Mililani High School is the only public high school located in Mililani Town CDP, City and County of Honolulu, Hawaii, U.S. on the island of Oahu.

Serving an enrollment of over 2,600 students in grades 912, Mililani High School is one of the largest public schools in Hawaii. In 2005, the high school held the distinction of holding the largest graduating class in the state.

Mililani athletics
Mililani High School offers a wide range of sports and can be found in the Red Division of the Oahu Interscholastic Association or OIA conference.
Mililani High School's Boys Soccer team took first place in the Athletic Association Division 1 Soccer State Championship in 2012.
Mililani High School's Varsity and Junior Varsity Cheerleading teams took first place in the American National Cheerleading Competition in Las Vegas, Nevada.
In 2010, Mililani High School's Boys Basketball Division I defeated Moanalua High School at the Stan Sheriff Center in an overtime win for Consolation title with a score of 71-67.
In 2014, the Mililani Trojans claimed their first football state championship against defending state champions, Punahou, with a score of 53-45. The Trojans won their second state title in football defeating Iolani, 31-20 in 2016.

Notable alumni
Maggie Q (Class of 1997)  American actress, model and animal rights activist
Maa Tanuvasa (Class of 1988)  former NFL football player, Denver Broncos (1995–2000)

**GOAL 1:**
List each line of the entries below that contains the word "path".
The Mililani High School passage and the dataset entries are unrelated to each other.

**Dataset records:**
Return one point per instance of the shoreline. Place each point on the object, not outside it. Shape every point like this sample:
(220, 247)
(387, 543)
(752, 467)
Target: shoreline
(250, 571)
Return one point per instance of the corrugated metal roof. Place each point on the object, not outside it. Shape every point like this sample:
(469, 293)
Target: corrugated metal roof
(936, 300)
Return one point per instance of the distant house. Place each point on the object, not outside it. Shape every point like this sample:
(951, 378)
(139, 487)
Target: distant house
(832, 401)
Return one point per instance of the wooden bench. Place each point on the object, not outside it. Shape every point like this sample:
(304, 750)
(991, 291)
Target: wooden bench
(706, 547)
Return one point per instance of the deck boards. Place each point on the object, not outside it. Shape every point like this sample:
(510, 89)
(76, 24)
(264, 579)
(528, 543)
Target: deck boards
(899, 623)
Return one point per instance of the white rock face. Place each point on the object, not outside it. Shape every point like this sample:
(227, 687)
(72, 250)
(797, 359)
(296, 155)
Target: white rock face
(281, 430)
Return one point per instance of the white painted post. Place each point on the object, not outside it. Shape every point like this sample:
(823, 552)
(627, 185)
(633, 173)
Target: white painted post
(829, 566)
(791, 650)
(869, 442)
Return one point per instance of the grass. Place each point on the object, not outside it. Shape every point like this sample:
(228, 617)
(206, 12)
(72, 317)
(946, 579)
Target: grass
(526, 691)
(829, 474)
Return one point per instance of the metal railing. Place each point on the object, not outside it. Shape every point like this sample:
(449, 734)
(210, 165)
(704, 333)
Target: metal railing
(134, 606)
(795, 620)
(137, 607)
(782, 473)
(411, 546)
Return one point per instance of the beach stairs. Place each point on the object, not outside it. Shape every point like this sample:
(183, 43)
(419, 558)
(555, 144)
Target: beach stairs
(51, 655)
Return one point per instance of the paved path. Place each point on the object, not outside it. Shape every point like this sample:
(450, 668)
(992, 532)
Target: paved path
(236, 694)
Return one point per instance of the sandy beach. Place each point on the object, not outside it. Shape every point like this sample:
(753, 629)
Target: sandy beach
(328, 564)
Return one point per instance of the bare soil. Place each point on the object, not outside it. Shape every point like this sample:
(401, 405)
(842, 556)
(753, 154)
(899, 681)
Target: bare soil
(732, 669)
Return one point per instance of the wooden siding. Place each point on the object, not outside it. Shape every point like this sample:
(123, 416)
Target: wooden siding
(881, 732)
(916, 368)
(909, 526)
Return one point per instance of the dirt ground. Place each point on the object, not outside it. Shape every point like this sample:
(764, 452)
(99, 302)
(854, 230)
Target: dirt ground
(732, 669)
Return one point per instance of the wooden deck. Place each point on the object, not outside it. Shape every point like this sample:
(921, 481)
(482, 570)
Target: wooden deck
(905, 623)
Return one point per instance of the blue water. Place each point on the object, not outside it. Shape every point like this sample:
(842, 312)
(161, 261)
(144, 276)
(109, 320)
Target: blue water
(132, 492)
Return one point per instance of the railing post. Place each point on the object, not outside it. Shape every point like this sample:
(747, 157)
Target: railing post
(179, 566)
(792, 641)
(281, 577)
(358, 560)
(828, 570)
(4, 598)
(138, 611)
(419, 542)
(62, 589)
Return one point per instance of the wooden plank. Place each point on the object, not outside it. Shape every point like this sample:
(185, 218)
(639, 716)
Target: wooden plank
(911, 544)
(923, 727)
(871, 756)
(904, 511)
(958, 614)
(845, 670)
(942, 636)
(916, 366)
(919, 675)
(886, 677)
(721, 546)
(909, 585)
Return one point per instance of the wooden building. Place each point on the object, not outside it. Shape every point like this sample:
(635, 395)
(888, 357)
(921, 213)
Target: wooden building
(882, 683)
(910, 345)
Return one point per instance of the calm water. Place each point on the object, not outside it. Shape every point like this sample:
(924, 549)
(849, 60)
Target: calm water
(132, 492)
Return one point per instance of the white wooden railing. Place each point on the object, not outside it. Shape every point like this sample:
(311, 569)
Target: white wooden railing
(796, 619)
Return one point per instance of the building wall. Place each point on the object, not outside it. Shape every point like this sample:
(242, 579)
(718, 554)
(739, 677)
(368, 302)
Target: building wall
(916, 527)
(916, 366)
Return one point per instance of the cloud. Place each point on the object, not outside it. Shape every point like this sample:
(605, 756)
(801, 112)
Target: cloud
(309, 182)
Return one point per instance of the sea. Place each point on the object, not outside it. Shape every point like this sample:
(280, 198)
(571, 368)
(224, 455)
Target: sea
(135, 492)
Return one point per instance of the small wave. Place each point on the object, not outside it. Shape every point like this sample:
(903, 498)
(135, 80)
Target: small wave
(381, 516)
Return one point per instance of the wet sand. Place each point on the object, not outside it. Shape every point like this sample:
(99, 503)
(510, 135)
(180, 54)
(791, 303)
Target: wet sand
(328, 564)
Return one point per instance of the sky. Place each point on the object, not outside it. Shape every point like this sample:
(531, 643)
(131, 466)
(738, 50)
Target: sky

**GOAL 2:**
Answer these questions from the Mililani High School passage:
(a) How many students does the school serve?
(b) What was the score of the 2014 football state championship against Punahou?
(c) In what class year did Maa Tanuvasa graduate?

**OUTPUT 1:**
Return one point per instance of the paved path. Place each point on the object, not outside it. Shape every point like this sample:
Target: paved path

**OUTPUT 2:**
(a) Over 2,600 students
(b) 53-45
(c) 1988